Work item: Copy out again, unchanged, the line that contains "Query: halter buckle" and every line after it down to the last line of the data.

Source data:
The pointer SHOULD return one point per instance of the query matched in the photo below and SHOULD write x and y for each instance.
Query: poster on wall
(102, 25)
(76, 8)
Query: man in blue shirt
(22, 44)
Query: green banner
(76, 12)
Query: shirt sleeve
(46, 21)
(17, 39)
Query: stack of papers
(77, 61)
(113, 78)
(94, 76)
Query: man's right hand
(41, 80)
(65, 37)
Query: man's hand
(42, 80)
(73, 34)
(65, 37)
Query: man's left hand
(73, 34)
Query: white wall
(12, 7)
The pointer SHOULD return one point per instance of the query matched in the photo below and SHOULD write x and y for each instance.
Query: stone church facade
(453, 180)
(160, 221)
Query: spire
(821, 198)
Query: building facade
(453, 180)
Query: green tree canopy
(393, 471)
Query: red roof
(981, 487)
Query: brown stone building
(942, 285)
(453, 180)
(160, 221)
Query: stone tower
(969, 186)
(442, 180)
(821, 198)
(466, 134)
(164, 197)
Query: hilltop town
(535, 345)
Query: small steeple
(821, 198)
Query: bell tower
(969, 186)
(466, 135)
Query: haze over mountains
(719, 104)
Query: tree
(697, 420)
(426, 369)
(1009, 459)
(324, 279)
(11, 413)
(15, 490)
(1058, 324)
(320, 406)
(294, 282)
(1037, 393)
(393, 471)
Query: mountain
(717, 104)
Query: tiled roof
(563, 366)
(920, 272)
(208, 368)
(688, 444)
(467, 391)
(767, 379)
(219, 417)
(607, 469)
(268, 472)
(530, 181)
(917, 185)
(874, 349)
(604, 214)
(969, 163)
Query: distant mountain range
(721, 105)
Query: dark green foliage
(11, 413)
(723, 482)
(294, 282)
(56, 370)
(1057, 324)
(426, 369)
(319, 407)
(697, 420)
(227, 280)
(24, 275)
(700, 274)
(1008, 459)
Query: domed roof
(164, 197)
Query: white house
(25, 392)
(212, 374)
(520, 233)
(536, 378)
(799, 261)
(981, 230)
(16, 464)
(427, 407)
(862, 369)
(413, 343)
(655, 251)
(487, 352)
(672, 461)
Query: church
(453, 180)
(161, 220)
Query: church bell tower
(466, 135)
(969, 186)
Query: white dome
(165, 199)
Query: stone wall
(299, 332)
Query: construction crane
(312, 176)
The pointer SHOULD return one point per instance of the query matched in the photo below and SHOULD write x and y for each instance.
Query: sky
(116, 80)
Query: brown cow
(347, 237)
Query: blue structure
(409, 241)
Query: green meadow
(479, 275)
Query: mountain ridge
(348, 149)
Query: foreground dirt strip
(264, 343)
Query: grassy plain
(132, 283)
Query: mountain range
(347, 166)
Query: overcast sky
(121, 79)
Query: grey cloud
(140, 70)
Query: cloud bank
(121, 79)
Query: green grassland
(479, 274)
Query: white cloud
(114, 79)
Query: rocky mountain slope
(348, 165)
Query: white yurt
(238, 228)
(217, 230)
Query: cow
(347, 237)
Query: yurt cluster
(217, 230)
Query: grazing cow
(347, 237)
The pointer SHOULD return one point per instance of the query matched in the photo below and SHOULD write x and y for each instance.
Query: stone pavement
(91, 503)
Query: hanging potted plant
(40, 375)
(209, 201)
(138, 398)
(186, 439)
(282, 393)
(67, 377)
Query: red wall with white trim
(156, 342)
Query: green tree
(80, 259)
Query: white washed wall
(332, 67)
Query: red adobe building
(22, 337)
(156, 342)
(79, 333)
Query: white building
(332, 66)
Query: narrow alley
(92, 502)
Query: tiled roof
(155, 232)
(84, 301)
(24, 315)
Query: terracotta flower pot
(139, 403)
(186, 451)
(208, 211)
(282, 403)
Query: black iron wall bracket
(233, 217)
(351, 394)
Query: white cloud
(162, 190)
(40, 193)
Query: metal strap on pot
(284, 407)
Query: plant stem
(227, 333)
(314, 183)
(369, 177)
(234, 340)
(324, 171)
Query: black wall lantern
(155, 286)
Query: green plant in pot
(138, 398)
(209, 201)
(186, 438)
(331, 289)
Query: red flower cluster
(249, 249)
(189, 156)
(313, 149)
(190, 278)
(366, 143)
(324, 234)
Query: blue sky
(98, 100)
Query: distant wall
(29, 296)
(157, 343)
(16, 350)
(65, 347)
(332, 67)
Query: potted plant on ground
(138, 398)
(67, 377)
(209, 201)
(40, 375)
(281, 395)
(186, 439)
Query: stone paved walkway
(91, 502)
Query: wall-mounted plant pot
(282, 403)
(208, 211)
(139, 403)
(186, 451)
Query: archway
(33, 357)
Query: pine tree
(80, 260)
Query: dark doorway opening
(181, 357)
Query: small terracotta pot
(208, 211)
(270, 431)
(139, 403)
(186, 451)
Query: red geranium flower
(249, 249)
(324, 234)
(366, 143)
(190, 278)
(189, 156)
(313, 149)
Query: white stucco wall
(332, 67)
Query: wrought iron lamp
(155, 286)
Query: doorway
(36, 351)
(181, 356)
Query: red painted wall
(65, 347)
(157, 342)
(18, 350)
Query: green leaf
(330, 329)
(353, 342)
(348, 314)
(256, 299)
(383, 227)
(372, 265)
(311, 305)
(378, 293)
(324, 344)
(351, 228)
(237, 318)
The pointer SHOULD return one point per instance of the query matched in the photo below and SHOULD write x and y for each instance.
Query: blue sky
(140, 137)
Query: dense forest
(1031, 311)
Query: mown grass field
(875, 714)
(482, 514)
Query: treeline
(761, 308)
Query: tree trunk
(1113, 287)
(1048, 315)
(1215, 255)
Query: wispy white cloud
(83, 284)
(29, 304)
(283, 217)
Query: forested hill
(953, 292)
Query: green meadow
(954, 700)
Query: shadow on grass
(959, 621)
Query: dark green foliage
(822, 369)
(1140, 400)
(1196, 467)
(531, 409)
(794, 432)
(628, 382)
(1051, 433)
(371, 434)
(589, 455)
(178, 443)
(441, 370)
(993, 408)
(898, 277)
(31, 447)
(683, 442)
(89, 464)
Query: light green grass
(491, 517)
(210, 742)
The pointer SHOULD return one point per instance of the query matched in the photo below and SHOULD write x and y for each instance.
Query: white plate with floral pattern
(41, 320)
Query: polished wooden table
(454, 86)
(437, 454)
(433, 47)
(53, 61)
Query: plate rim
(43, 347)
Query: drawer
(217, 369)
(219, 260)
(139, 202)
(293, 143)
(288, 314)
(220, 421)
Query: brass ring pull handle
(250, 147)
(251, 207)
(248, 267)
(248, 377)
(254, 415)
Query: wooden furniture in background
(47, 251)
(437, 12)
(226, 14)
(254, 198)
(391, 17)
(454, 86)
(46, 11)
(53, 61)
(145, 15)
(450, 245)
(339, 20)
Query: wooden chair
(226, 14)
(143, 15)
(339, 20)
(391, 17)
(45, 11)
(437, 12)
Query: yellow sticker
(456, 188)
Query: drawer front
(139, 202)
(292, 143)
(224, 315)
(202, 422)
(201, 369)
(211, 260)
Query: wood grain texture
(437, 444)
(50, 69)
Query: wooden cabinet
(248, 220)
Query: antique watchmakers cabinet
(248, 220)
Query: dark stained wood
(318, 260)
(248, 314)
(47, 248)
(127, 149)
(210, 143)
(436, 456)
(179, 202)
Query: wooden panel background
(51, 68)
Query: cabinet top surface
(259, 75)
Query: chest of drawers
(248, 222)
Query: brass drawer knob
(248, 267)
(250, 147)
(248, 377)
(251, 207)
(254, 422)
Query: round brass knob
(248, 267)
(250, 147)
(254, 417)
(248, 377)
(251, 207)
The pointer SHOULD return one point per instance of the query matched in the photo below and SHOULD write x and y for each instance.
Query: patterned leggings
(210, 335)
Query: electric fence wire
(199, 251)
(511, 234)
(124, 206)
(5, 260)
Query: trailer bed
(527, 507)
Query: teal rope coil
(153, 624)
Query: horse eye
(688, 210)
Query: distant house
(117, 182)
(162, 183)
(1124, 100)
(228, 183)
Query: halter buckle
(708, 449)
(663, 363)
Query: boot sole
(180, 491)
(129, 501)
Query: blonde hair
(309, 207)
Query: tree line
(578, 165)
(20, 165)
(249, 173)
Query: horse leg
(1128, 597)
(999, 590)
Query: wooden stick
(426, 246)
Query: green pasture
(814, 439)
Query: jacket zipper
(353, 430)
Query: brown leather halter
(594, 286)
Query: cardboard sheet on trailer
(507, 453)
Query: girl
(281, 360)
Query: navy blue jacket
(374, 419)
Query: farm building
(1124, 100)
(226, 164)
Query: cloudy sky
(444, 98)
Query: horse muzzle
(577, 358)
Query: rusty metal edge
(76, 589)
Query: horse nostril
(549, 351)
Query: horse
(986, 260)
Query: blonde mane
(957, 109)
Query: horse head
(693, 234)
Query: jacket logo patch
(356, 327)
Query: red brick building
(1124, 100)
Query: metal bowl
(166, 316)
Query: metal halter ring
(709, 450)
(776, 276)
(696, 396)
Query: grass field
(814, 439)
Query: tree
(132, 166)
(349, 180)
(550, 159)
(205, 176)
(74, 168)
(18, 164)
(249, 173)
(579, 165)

Exercise solution:
Query: halter buckle
(708, 449)
(663, 363)
Query: boot sole
(180, 491)
(129, 501)
Query: blonde hair
(309, 207)
Query: tree line
(578, 165)
(20, 165)
(249, 173)
Query: horse leg
(1128, 597)
(999, 590)
Query: wooden stick
(426, 246)
Query: green pasture
(814, 439)
Query: jacket zipper
(353, 430)
Query: brown leather halter
(594, 286)
Query: cardboard sheet on trailer
(507, 453)
Query: girl
(281, 360)
Query: navy blue jacket
(374, 419)
Query: farm building
(1124, 100)
(226, 164)
Query: cloudy sky
(444, 98)
Query: horse muzzle
(577, 358)
Query: rusty metal edge
(76, 589)
Query: horse nostril
(549, 351)
Query: horse
(986, 260)
Query: blonde mane
(957, 109)
Query: horse head
(693, 234)
Query: jacket logo patch
(356, 327)
Query: red brick building
(1124, 100)
Query: metal bowl
(166, 316)
Query: metal halter ring
(709, 450)
(776, 276)
(696, 396)
Query: grass field
(814, 439)
Query: tree
(132, 166)
(349, 180)
(550, 159)
(205, 176)
(74, 168)
(18, 164)
(249, 173)
(579, 165)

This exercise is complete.